■ **STATED TASK**
Please copy every line of the listing below without changing anything.

# start of DATA SHOWN

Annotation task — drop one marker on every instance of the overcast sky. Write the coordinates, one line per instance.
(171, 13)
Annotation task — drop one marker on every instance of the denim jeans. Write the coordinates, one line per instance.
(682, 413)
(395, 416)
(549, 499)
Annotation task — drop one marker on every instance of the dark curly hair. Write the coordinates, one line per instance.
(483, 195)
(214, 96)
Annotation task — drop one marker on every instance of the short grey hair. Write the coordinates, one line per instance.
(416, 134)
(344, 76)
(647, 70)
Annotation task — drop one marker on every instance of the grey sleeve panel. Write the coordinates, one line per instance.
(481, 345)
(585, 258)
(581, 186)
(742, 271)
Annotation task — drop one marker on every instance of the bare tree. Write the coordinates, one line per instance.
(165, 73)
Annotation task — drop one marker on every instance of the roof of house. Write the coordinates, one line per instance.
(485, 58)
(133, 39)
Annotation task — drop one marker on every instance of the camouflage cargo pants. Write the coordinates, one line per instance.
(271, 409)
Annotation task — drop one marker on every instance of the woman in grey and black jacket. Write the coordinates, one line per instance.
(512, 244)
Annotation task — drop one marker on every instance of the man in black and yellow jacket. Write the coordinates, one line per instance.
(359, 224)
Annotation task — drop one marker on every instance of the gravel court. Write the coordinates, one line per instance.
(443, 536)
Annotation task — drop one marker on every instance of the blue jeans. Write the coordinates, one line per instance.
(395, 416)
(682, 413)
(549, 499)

# end of DATA SHOWN

■ **FINISHED ANSWER**
Annotation task — drop one marker on every instance of the overcast sky. Write the coordinates, one line per instance.
(171, 13)
Annotation task — drop one marker on every instance of the denim jeans. Write the coordinates, one line per instance.
(682, 413)
(395, 416)
(549, 499)
Annotation task — drop one marker on every instance of the dark curly hair. Write the coordinates, one line per instance.
(483, 195)
(214, 96)
Annotation task — drop one marker on every instance of the short grey hair. Write the coordinates, one line per instance.
(416, 134)
(344, 76)
(647, 70)
Annotation task — drop one marker on every instance of the grey sleeve panel. Write the coordinates, one line per instance.
(481, 345)
(585, 258)
(581, 186)
(742, 271)
Annotation task — drop one marker on every instance of the bare tree. Write the coordinates, one line per instance.
(165, 73)
Annotation task — drop one marker on every instance of the roof of house. Write the coordinates, one line per instance.
(485, 58)
(133, 39)
Annotation task — drop one marker on every instance of the camouflage cargo pants. Write the coordinates, one line per instance.
(271, 409)
Annotation task — drop one marker on every instance of the woman in grey and black jacket. Write the coordinates, one line per instance.
(512, 244)
Annotation task — drop one marker on every instance of the man in black and yellow jacket. Write the coordinates, one line per instance.
(359, 224)
Annotation task — drop one marker on every instance of the gravel court. Write the coordinates, one line per instance.
(443, 536)
Annotation task — drop one marker on every instance of the blue jeans. Write the coordinates, one line per instance.
(395, 416)
(682, 413)
(549, 499)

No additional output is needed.